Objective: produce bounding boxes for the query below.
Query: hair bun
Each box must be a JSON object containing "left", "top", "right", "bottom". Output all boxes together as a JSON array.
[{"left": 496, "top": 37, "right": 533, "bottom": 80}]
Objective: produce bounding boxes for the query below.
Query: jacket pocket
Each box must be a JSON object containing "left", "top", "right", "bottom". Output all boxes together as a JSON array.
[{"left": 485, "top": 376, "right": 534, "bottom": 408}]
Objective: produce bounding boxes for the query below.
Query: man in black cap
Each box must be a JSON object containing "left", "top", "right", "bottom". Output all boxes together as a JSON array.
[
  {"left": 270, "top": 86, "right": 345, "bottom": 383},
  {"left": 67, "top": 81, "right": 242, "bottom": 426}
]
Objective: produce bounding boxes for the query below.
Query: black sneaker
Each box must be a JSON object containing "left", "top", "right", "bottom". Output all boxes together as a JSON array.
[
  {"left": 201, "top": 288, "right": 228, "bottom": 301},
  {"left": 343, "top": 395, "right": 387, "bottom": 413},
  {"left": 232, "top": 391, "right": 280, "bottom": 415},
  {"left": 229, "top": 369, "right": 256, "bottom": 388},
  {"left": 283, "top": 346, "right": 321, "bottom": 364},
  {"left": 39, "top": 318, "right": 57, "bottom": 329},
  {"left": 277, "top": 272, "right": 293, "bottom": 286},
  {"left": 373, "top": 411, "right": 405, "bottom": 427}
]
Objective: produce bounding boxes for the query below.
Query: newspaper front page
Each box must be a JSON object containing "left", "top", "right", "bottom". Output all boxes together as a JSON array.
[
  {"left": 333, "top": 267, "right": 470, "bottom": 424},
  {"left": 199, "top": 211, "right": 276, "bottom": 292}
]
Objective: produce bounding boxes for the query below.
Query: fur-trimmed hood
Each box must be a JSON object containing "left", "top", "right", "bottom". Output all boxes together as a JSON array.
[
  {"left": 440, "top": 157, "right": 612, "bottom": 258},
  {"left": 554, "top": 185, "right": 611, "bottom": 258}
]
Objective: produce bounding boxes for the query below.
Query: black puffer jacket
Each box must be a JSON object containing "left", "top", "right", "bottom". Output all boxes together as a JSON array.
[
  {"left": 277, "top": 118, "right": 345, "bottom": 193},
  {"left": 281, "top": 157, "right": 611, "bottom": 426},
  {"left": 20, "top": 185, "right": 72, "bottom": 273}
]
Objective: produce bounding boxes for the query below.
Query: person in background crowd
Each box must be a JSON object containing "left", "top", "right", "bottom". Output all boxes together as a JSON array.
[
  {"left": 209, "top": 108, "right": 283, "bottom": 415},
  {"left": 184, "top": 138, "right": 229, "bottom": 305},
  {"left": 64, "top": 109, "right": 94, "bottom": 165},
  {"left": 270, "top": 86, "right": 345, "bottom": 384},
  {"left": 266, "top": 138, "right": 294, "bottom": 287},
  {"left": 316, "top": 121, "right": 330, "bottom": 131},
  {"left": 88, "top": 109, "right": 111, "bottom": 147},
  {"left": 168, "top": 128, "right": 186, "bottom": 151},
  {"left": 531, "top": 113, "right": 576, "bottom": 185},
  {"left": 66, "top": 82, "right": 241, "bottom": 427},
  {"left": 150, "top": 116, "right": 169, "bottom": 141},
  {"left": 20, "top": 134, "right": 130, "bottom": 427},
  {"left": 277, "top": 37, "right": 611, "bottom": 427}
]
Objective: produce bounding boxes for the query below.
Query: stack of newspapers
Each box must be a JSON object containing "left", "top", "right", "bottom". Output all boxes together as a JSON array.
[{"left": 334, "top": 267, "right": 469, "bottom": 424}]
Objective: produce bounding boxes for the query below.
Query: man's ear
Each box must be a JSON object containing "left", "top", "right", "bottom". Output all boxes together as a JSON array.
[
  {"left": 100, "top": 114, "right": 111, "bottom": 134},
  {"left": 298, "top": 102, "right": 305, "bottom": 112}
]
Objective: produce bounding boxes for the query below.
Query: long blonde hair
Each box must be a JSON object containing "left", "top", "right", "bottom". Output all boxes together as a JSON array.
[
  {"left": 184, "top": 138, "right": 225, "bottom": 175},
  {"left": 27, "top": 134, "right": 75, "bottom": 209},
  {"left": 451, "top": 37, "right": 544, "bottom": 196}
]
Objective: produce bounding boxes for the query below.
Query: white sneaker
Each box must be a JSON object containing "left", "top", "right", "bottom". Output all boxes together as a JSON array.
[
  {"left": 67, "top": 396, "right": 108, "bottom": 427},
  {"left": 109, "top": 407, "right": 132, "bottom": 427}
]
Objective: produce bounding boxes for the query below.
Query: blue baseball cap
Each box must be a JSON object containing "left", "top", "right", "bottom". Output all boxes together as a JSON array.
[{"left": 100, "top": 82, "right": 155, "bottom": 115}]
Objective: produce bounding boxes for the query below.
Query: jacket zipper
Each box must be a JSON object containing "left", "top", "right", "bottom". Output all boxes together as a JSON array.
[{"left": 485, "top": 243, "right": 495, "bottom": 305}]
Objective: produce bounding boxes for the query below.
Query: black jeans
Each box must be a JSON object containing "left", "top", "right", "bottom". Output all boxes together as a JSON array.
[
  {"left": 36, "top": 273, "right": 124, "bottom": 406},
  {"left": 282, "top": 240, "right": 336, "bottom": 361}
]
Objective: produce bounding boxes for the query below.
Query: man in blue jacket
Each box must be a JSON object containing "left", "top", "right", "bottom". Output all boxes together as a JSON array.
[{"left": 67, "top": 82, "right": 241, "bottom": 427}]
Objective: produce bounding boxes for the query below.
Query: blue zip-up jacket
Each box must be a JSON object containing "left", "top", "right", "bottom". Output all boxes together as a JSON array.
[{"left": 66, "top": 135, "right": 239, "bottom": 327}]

Activity: Begin at the first line of the records above and restate each line word for word, stopping after the line with "Query: jacket pocket".

Solved exercise:
Objective: produce bounding boxes for the query below.
Query: hair bun
Each box must be a JSON object containing "left", "top", "right", "bottom". Output all boxes together as a JSON array.
[{"left": 496, "top": 37, "right": 533, "bottom": 80}]
Objective: produce bounding boxes for the query below.
Query: jacket pocket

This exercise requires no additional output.